Selected extract
══════

Key Experimental Results¶
Main Results¶
Kruskal-Wallis Test for Cross-Lingual Quality Differences
| Model | H Statistic | p-value | Significance |
|---|---|---|---|
| Cohere-Aya-32B | 712.80 | \(8.39\times10^{-152}\) | Highly significant |
| Cohere-Aya-8B | 721.13 | \(1.33\times10^{-153}\) | Highly significant |
| Magistral-Small | 610.81 | \(9.33\times10^{-130}\) | Highly significant |
| Qwen3-14B | 928.91 | \(1.48\times10^{-198}\) | Highly significant |
| Sarvam-m | 899.84 | \(2.89\times10^{-192}\) | Highly significant |
All models perform best in English, with Hindi, Swahili, and Hebrew consistently underperforming.
Ablation Study¶
Translated CulturalBench vs. Random Perturbation Control (Qwen3-14B)
| Condition | H Statistic | p-value | Conclusion |
|---|---|---|---|
| Cross-lingual | 45.52 | \(1.14\times10^{-8}\) | Significant difference |
| Random string | 1.02 | 0.80 | No significant difference |
Key Findings¶
- All 5 models perform significantly worse in at least one language; English consistently yields the highest quality.

══════

Data excerpts
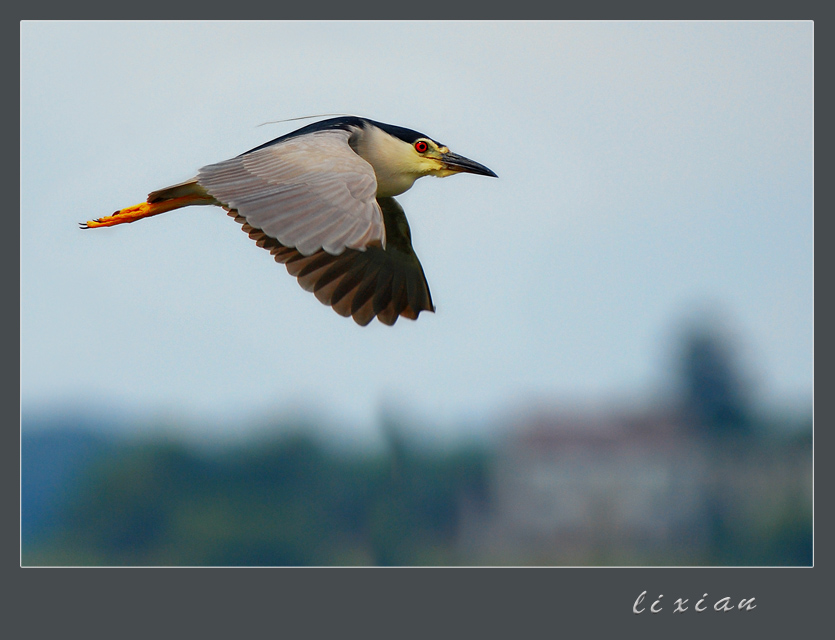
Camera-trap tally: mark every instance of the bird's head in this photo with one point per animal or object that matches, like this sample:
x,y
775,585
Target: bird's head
x,y
400,156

══════

Exercise brief
Name every model listed in the Kruskal-Wallis table in the key experimental results above.

Response to this exercise
Cohere-Aya-32B, Cohere-Aya-8B, Magistral-Small, Qwen3-14B, Sarvam-m